[Activity]: When the string "Query" is part of a line in the data below, report the whole line.

(Stored data entries)
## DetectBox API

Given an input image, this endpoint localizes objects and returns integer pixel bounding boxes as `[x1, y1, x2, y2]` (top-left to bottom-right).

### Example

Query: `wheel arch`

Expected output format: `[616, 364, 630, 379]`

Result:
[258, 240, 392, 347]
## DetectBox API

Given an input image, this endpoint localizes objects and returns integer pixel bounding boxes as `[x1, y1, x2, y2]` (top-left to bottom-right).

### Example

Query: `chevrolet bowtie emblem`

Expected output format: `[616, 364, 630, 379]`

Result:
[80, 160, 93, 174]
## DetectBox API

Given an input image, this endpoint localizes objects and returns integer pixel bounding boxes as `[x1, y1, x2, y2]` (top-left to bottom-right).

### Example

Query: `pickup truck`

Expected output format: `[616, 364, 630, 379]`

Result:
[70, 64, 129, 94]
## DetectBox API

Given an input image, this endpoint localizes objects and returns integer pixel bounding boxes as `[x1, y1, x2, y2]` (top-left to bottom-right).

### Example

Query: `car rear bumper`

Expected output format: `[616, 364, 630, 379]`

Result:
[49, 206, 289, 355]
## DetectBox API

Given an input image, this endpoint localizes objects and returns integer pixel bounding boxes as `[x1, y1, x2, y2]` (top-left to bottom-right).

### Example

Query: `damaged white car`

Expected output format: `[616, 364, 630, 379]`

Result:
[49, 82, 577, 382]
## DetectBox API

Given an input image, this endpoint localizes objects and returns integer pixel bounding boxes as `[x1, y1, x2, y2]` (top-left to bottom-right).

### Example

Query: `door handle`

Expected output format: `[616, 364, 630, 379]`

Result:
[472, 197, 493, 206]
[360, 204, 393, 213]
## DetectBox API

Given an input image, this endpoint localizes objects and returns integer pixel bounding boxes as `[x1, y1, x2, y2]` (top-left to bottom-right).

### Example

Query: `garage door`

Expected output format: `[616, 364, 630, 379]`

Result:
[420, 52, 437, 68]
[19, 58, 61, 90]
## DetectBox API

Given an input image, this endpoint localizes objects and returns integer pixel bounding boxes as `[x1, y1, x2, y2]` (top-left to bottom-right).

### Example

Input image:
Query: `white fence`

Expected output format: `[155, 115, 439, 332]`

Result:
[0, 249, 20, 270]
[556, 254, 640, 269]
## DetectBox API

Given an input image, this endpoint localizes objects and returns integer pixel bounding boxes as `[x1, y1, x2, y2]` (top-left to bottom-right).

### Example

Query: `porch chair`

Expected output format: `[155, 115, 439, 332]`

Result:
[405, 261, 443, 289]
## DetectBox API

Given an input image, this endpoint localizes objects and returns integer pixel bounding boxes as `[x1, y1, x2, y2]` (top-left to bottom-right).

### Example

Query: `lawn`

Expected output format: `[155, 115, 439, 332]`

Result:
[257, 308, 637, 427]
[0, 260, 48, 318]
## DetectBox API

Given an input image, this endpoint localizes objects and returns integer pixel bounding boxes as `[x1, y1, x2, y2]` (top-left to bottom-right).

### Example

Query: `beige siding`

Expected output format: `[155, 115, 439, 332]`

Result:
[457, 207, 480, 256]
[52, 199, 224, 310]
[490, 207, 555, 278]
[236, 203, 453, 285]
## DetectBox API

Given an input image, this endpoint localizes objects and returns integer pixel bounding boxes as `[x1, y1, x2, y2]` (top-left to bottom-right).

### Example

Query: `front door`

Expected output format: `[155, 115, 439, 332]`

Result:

[Solved problem]:
Query: `wheel arch`
Query: `chevrolet bowtie emblem`
Query: `pickup truck`
Query: `car rear bumper`
Query: `damaged white car`
Query: `door handle`
Query: `garage door`
Query: `white fence`
Query: `porch chair`
Query: `lawn`
Query: `beige siding`
Query: `front door`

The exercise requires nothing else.